BEGIN Page text
Berna Yurtsever

Personal information
- Born: 23 April 1973 (age 53) Adapazarı, Sakarya, Turkey

Sport
- Sport: Boxing

= Berna Yurtsever =

Turkish boxing referee

Berna Yurtsever (born 23 April 1973) is a Turkish school teacher for physical education and a boxing referee. She is her country's first AIBA 3-star female referee.

== Officiating career ==
Suggested by her father, Yurtsever attended a boxing referee course in Ankara, Turkey. After successfully completing the course, she started her officiating career in 2003. She first served as a trainee referee. Then, she became a regional and subsequently a national referee. Following having received the European Boxing Association (EBA) badge, she took the exam for the World Boxing Association (AIBA), which is the highest badge, and passed. In 2009, the AIBA appointed her to the 2009 Presidents Cup in Baku, Azerbaijan. After officiating successfully, she was awarded the 3-star AIBA badge. She became so the first Turkish female boxing referee having the highest badge.
END Page text
BEGIN Data provided
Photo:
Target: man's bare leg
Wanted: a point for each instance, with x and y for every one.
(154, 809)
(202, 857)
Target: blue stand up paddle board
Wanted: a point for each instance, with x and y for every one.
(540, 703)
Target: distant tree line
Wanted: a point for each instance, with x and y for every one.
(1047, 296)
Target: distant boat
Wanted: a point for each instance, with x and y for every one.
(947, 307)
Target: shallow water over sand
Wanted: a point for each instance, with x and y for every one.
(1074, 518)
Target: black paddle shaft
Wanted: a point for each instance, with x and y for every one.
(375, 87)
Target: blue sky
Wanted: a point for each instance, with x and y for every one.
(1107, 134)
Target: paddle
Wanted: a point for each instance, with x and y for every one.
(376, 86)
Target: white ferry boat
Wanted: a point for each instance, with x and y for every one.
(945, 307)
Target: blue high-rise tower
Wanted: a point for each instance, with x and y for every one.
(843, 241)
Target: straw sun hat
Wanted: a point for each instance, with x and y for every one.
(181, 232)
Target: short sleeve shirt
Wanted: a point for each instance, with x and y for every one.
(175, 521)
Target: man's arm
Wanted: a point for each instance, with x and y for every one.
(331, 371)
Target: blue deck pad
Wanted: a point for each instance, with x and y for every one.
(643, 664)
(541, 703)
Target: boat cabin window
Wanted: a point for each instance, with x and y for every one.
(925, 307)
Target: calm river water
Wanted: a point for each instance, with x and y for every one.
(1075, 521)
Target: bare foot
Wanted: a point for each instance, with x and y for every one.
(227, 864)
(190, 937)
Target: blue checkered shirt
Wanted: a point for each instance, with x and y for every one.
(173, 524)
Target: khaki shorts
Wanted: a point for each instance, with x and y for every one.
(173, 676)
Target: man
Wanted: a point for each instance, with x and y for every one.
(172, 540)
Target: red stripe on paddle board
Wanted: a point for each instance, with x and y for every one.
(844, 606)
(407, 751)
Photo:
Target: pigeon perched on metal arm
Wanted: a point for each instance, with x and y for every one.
END Data provided
— To be done —
1/ According to the page on Berna Yurtsever, in what year did she start her officiating career?
2/ Please write out the page on Berna Yurtsever from "Personal information" to "3-star female referee.", swapping "physical education" for "history".
The records have no connection to the page on Berna Yurtsever.

— Solutions to the problems —
1/ 2003

2/
Personal information
- Born: 23 April 1973 (age 53) Adapazarı, Sakarya, Turkey

Sport
- Sport: Boxing

= Berna Yurtsever =

Turkish boxing referee

Berna Yurtsever (born 23 April 1973) is a Turkish school teacher for history and a boxing referee. She is her country's first AIBA 3-star female referee.